Mehmet Fatih Öktülmüş'ü anan metne göre Öktülmüş ölüm orucu eyleminde hangi tarihte hayatını kaybetmiştir?

== Sayfa ==
=======

M.Fatih Öktülmüş ve ÖO şehitleri Yaşıyor!

fatih

Komünist önder Mehmet Fatih Öktülmüş, 17 Haziran 1984 tarihinde ölüm orucu eyleminde şehit düştü. 17 Haziran, başta M. Fatih Öktülmüş olmak üzere tüm ölüm orucu şehitlerini andığımız gündür. Bir kez daha hepsini saygıyla anıyoruz.

M.Fatih Ökülmüş, işkencede-zindandanda-mahkemede direnişin sembolüydü. Cunta koşullarında Adana, Ankara, İstanbul tüm işkencehanelerde en vahşi işkencelerle karşılaştığı halde adını bile söylemedi. Gözaltında ifade vermeme geleneğini başlatan oldu. Faşizmin zindanlarında tek başına da kalsa yaptırımlara boyuneğmeme örneğini yarattı. Faşizmin mahkemelerinde yargılanan değil, yargılayandı. “Biz proletarya ve halkın yüce davası, devrim, sosyalizm ve sınıfsız komünist toplum için mücadele eden komünistleriz. Sizler, köhnemiş bir dünyanın, emperyalistlerin, işbirlikçi, tekelci kapitalistlerin ve toprakağalarının uşaklarısınız. Onlar adına bizi yargılayıp ölüm fermanı çıkartmaya çalışıyorsunuz, vereceğiniz karar bizi bağlamayacaktır!” diye haykırandı.

1984 yılında İstanbul cezaevlerinde başta “tek tip elbise” olmak üzere faşist yaptırımlara karşı TİKB ve Dev-Sol davasından yargılanan tutsaklar olarak ölüm orucu eylemini başlattılar. Ölüm orucu ekibinin başında Fatih vardı. Fatih’in varlığı, eylemin başarısının güvencesiydi adeta. Çünkü o, tüm devrimcilere, dostlarına büyük bir güven ve moral aşılarken, düşmanlarına korku salan bir liderdir. Aynı zamanda mütevazı kişiliğiyle herkesin saygısını kazanmıştı. Daha yaşarken Türkiye devrimci hareketine mal olması bu özelliklerinden kaynaklanıyordu. “Öldükten sonra beni çok övüp yeraltında yüzümü kızartmayın olmaz mı” diye yazmıştı “son mektubu”nda. Ve ölüm orucu eyleminde bir kez daha bayraklaştı, 67. günü sonsuzluğa uğurlandı.

=======

== Veri Bölümü ==
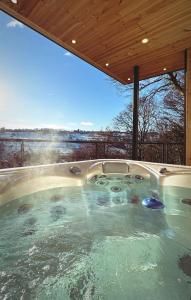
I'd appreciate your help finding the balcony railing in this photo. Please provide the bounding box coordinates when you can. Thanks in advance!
[0,138,184,168]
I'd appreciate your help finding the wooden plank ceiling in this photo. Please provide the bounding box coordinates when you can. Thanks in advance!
[0,0,191,83]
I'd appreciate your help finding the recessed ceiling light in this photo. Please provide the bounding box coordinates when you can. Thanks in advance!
[141,38,149,44]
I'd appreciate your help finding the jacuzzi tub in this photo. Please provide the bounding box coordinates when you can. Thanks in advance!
[0,160,191,300]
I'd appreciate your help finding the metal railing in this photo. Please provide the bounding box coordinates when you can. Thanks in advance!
[0,138,184,167]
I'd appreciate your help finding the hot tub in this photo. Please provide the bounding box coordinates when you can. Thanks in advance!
[0,160,191,300]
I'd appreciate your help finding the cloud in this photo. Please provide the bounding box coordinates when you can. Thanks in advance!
[7,19,24,28]
[64,51,73,56]
[80,121,93,127]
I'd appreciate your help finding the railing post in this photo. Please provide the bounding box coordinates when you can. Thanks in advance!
[132,66,139,160]
[162,143,168,163]
[95,143,98,159]
[21,141,25,166]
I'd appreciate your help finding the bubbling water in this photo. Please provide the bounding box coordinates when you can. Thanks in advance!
[0,176,191,300]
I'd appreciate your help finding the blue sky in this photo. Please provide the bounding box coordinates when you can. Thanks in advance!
[0,12,131,130]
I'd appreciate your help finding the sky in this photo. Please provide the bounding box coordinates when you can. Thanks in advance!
[0,11,131,130]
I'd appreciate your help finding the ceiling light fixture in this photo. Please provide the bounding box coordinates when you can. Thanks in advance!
[141,38,149,44]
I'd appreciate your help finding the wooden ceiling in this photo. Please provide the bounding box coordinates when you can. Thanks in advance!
[0,0,191,83]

=======

== Çözüm ==
17 Haziran 1984 tarihinde.